Cele -
**a.** Streść podany fragment w dwóch zdaniach.
**b.** Oceń, czy zdania (i), (ii) i (iii) zgadzają się z podanym fragmentem. Przy każdym odpowiedz „tak” lub „nie” i przytocz rozstrzygające słowa tekstu. (i) Autor pomija tytuł naukowy Wawrzyńczyka, bo artykuł nie wiąże się z jego specjalizacją. (ii) Według autora granice Europy są ściśle wyznaczone. (iii) Autor uważa, że Polska jako „serce Europy” powinna innym coś narzucać.

Co się komu śni?

0
533

Co się komu śni?

  Postanowiłem tę polemikę rozpocząć od zdania w formie pytającej. Taką formę przyjął również w tytule swojego artykułu Jan Wawrzyńczyk, dostawiając znak zapytania do zdania, tezy, planu wyrażonego przez przedstawicieli partii rządzącej – „Polska sercem Europy”. Pisząc o tym artykule pomijam tytuł naukowy prof. Wawrzyńczyka, gdyż jego tekst nie ma żadnego związku z jego specjalizacją  naukową (językoznawstwo, rusycystyka, polonistyka), mało tego tekst ten jest od strony metodologicznej co najmniej dyskusyjny.  To tylko publicystyka.

Stawiając znak zapytania w zdaniu „Polska sercem Europy” Jan Wawrzyńczyk pragnie zapewne poddać założenie partii rządzącej w wątpliwość. Tak sformułowane zdanie rzeczywiście na nią zasługuje, ale z powodu niedookreślenia jego sensu. Polska jest państwem położonym w sercu (centrum Europy), z tym zgodzić się nie sposób, chociaż wyodrębnienie naszego kontynentu, jego granice, to kwestia zupełnie umowna. To, że Polska może i powinna w Europie odgrywać dzięki swemu potencjałowi (również temu wynikającemu z naszego geograficznego położenia) ważną rolę, z tym też każdy przedstawiciel naszego społeczeństwa zarówno z lewej, jak i prawej strony powinien się zgodzić. Wyciąganie jednak wniosków, że Polska jako „serce Europy” może i powinna komukolwiek coś narzucać to już kompletne nieporozumienie. Cóż, wypadałoby zwrócić uwagę politykom na to, by swoje myśli formułowali bardziej precyzyjnie. Inaczej dają możliwość różnym demagogom na ich interpretację, zgodną z ich – a nie wygłaszających dane hasła – poglądami. Użycie słowa „serce” może przywoływać u niektórych pozytywne emocje. Robiła tak np. „kawiarowa lewica”, mówiąc o swym „sercu po lewej stronie” i likwidując przy okazji wiele przywilejów socjalnych i z związkowych. Nadużywanie tego odwołania może przynieść również odwrotny od oczekiwanego skutek.

Przejdźmy jednak do wspomnianego artykułu. Pan Wawrzyńczyk pisze: Europę, jej potęgę, światową potęgę, tworzyło i scalało chrześcijaństwo. Odrzucenie go przez konstruktorów (i zarazem dyktatorów, którym to słowem nawiązuję wprost do rewolucji francuskiej, jednego z najtragiczniejszych wydarzeń w dziejach świata) Unii Europejskiej w traktacie reformującym, czyli konstytucji, spowodowało – najzwyklejsza konsekwencja logiczna – że dziś główna część Europy, Europa unijna, to organizm polityczno-społeczny ciężko chory, właściwie w stadium agonii.

Pokazane dane -

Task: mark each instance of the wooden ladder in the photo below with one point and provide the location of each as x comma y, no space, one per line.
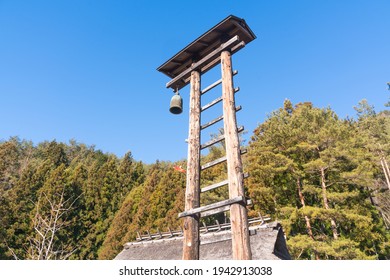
237,202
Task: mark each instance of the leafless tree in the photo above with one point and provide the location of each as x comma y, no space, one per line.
50,217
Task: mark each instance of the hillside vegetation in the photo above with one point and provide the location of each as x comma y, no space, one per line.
324,178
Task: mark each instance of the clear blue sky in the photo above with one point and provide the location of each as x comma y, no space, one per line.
86,70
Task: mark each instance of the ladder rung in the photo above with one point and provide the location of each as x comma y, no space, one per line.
218,139
238,108
220,209
209,207
219,160
216,101
219,184
214,162
213,85
212,103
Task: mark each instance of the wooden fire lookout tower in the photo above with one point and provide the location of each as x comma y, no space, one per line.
214,47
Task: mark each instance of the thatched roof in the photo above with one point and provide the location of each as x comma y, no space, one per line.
267,243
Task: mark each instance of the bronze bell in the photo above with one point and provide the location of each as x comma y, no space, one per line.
176,104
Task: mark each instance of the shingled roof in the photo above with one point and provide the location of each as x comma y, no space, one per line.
267,243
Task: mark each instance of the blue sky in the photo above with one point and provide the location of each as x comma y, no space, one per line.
86,70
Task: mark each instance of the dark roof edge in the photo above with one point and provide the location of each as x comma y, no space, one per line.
240,20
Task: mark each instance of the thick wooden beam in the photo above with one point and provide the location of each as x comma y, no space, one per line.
238,212
191,240
219,184
210,57
212,206
213,85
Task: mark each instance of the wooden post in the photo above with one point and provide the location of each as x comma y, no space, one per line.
238,211
192,197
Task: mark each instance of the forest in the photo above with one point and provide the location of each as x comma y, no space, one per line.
325,179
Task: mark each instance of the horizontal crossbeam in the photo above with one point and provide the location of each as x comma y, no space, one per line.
206,125
213,85
223,203
219,184
204,61
218,139
217,161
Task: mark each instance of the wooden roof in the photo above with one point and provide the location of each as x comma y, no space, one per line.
203,46
267,243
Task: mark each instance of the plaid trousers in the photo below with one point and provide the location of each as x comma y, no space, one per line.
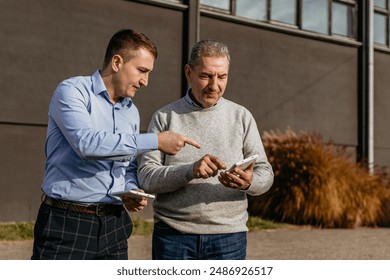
66,235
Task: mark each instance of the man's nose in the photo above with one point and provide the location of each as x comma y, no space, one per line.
144,80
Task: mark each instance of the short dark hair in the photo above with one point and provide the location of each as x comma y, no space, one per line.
124,42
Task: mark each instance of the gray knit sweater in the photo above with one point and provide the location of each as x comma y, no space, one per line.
203,206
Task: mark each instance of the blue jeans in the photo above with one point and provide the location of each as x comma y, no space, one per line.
170,244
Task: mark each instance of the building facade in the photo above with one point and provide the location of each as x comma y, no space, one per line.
308,65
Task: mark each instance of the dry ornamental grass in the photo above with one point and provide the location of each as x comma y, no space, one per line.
319,184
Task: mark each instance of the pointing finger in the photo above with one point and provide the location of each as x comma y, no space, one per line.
192,142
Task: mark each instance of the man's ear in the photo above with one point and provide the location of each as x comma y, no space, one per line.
116,62
187,71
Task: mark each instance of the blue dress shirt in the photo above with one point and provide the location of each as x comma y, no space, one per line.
92,144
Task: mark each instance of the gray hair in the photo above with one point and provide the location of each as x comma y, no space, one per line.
209,48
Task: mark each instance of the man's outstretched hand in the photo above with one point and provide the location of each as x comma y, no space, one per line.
171,143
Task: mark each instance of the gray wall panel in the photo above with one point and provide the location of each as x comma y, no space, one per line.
22,155
289,81
44,42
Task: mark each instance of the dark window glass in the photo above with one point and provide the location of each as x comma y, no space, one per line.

Rozwiązania zadań -
**a.** Autor podejmuje polemikę z artykułem Jana Wawrzyńczyka, który stawia znak zapytania przy haśle partii rządzącej „Polska sercem Europy”, i uznaje ten tekst za zwykłą publicystykę. Jego zdaniem hasło zasługuje na wątpliwość tylko z powodu niedookreślenia sensu: Polska może i powinna odgrywać w Europie ważną rolę, ale wniosek, że ma komukolwiek coś narzucać, jest nieporozumieniem, a politycy powinni precyzyjniej formułować swoje myśli.

**b.**
(i) Tak: „pomijam tytuł naukowy prof. Wawrzyńczyka, gdyż jego tekst nie ma żadnego związku z jego specjalizacją”.
(ii) Nie: „wyodrębnienie naszego kontynentu, jego granice, to kwestia zupełnie umowna”.
(iii) Nie: „Wyciąganie jednak wniosków, że Polska jako „serce Europy” może i powinna komukolwiek coś narzucać to już kompletne nieporozumienie”.